3D. De golven van de tsunami trekken deels in de richting van het nabijgelegen continent (rechts), waar ze vrij snel na het optreden van de
      beving hoge vloedgolven veroorzaken. Daarnaast trekt er een golf de oceaan over, die in uitzonderlijke gevallen uren later op verafgelegen
      kusten eveneens aanleiding kan geven tot vloedgolven.
 
 
Bevingen onder de zeebodem 
Lang niet elke aardbeving onder de zeebodem veroorzaakt een tsunami. Om een tsunami te krijgen mag de bevingshaard niet dieper dan
70 kilometer onder de oceaanbodem zitten. In de subductiezones is aan deze eis meestal voldaan. Dat komt doordat het breukvlak waar de bevingen plaatsvinden, onder de oceaan veel minder diep ligt dan onder het continent (vergelijk figuur 3a); de diepere bevingen doen zich voor
verder van de kust af onder het continent. We vinden dat terug in figuur 2, waarin de diepte van de bevingshaarden is aangegeven met een kleur.

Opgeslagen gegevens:
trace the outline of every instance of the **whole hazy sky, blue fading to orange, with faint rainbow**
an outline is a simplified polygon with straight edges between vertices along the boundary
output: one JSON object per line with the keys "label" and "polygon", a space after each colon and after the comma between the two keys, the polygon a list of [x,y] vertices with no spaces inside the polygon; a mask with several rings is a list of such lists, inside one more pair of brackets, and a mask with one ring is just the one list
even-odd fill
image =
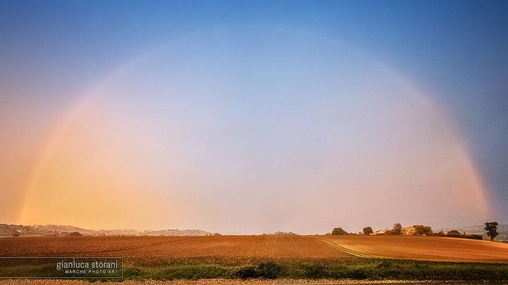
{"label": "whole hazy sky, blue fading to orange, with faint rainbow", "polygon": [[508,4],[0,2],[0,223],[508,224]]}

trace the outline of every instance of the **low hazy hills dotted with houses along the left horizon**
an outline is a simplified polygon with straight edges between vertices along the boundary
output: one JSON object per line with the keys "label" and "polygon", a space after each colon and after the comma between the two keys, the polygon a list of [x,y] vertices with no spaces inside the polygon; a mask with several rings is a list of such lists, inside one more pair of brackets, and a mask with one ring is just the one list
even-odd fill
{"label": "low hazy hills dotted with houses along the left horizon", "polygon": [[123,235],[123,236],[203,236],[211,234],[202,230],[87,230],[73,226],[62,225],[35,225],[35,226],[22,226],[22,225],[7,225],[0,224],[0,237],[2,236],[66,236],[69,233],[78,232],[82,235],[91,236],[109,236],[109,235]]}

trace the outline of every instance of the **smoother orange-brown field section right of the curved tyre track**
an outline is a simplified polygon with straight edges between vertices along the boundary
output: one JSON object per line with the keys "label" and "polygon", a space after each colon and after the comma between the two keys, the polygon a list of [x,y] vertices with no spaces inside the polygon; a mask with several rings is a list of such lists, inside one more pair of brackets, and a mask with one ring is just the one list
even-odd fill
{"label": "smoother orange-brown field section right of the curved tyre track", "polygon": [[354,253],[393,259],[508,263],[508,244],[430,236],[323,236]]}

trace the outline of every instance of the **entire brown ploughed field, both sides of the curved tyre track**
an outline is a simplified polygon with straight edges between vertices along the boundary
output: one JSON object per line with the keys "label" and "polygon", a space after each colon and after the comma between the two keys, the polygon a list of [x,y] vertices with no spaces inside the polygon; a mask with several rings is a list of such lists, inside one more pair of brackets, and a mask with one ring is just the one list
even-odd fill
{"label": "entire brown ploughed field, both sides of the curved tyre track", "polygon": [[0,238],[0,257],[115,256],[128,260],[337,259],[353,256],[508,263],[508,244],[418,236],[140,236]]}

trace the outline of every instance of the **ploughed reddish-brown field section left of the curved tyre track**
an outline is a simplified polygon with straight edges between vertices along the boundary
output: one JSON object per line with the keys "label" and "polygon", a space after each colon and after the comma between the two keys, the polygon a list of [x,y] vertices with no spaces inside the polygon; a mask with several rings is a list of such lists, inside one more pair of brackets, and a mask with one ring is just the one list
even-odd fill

==

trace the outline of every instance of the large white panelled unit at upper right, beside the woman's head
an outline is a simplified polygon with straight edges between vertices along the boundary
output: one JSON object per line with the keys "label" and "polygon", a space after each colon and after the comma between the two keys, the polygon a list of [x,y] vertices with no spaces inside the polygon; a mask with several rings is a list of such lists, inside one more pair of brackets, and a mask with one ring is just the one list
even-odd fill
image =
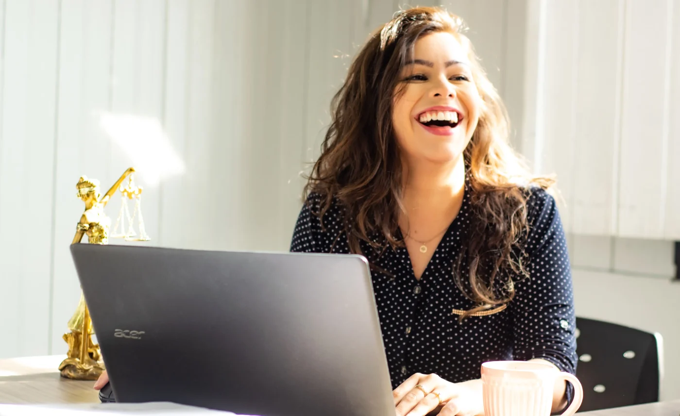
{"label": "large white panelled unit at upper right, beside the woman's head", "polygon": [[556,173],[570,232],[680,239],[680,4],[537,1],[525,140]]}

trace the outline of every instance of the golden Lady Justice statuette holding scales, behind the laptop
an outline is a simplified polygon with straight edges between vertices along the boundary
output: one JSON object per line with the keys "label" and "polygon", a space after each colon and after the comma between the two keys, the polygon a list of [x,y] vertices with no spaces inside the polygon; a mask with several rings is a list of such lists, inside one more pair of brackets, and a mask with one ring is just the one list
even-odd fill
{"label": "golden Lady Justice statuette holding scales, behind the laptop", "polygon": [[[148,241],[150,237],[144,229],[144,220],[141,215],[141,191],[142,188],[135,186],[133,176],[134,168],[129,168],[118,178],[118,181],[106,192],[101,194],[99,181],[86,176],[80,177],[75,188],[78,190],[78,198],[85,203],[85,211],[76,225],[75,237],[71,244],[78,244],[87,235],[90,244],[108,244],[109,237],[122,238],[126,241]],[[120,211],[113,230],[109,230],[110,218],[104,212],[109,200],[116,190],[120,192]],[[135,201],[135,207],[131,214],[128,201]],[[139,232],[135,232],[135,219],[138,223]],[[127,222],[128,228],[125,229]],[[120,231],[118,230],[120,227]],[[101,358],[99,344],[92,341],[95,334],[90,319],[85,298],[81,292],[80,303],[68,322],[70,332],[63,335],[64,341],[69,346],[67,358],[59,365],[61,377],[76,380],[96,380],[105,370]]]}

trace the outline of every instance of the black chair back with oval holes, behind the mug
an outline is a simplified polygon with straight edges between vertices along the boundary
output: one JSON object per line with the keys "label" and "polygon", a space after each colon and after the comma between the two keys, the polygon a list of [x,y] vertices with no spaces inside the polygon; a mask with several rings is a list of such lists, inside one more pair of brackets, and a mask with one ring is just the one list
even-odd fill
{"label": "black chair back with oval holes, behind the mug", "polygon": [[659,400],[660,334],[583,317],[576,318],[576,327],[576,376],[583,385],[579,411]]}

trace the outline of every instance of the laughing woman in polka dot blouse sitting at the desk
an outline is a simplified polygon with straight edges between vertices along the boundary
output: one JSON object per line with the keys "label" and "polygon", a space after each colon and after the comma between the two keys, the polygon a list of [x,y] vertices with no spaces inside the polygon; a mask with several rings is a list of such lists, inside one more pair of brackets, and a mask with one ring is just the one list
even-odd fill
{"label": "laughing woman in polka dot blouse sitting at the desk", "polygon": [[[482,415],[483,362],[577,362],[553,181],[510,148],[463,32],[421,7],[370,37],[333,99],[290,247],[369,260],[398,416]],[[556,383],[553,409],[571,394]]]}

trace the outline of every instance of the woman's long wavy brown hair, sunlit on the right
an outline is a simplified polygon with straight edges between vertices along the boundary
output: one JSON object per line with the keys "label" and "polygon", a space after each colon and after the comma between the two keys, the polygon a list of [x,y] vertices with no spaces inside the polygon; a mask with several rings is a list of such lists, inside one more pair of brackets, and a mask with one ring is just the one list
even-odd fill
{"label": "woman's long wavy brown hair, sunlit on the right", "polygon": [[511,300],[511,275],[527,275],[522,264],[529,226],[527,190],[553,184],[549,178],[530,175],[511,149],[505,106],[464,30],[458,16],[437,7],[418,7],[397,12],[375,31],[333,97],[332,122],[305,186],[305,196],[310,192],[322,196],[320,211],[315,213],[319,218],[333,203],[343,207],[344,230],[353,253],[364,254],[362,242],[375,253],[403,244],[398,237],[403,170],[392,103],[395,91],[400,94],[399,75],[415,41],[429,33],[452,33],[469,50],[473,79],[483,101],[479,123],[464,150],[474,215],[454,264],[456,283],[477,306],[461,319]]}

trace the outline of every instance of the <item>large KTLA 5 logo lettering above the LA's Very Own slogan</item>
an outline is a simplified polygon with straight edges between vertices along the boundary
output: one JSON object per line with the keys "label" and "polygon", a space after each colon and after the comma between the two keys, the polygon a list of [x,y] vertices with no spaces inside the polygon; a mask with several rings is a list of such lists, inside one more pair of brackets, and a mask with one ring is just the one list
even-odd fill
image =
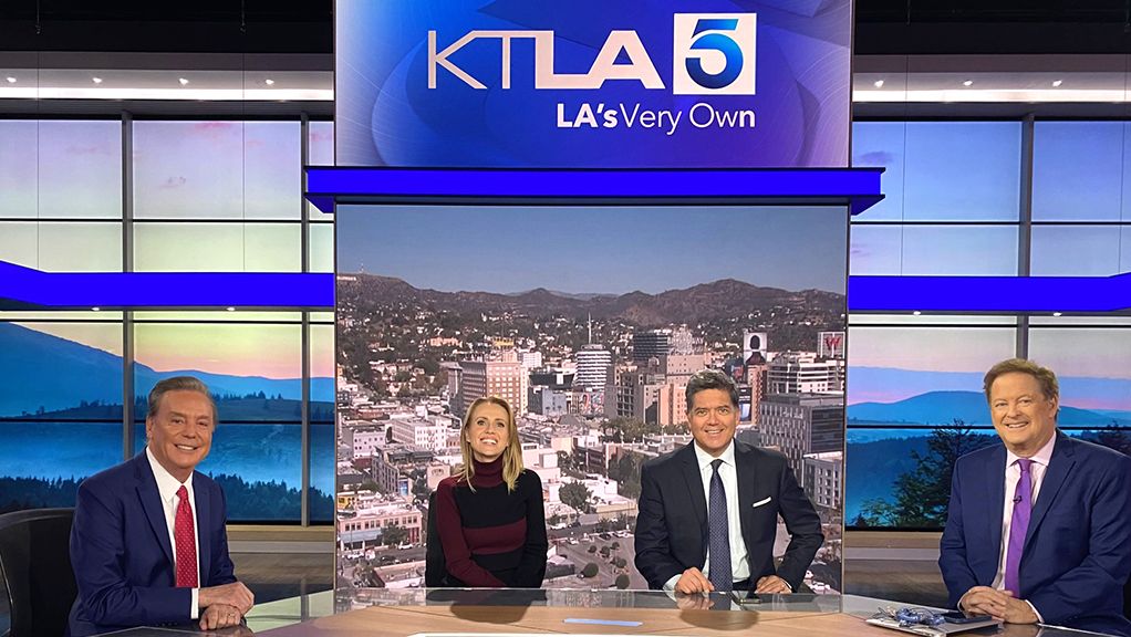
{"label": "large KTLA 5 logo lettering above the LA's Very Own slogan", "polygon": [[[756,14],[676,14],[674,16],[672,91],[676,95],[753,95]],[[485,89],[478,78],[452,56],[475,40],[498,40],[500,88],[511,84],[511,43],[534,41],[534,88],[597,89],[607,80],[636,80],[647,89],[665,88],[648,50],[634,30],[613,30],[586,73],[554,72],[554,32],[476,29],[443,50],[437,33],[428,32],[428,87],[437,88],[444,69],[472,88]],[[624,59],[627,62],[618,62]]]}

--

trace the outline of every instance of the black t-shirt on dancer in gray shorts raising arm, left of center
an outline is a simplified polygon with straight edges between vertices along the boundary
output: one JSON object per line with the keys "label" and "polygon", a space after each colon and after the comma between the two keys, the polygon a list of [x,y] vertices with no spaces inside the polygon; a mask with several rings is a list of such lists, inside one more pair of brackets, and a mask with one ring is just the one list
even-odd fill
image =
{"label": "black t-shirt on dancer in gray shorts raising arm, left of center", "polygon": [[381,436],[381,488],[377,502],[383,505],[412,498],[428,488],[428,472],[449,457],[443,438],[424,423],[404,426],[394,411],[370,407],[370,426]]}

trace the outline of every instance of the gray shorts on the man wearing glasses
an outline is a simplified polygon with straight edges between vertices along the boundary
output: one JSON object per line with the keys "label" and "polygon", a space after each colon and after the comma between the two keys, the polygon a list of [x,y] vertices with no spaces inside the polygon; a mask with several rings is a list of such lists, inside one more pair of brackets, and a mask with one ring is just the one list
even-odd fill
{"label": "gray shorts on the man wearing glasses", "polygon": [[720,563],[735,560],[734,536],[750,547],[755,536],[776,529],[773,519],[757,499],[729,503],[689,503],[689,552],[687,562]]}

* [OPDRACHT]
Ga verder met de tekst over tsunami's, aansluitend op de laatste zin.

* [SCHRIFTELIJK ANTWOORD]
De rood gemarkeerde bevingen zijn ondieper dan de groene. Zo zien we bijvoorbeeld dat bij Chili de ondiepe (rode) bevingen vooral voorkomen
aan de oceaankant, terwijl de diepere (groene) bevingen meer landinwaarts optreden. Ook bij Japan is iets dergelijks te zien: het rood zit weer
aan de oceaankant, het groen richting het Aziatische continent. 
 
De aardbevingen die van een tsunami vergezeld gaan, moeten over een groot gebied een hoogteverandering van de zeebodem teweegbrengen
van enkele meters.Ook daardoor al gaat het om ondiepe bevingen. Bij de beving bij Japan op 11 maart 2011 lag de haard op 24 kilometer diepte;
de beving van Tweede Kerstdag 2004 bij Sumatra deed zich voor op een diepte van 18 kilometer. Een verdere eis is dat de beving krachtig genoeg
is. Bij een sterkte van minder dan 6,5 op de schaal van Richter komen geen tsunami's voor.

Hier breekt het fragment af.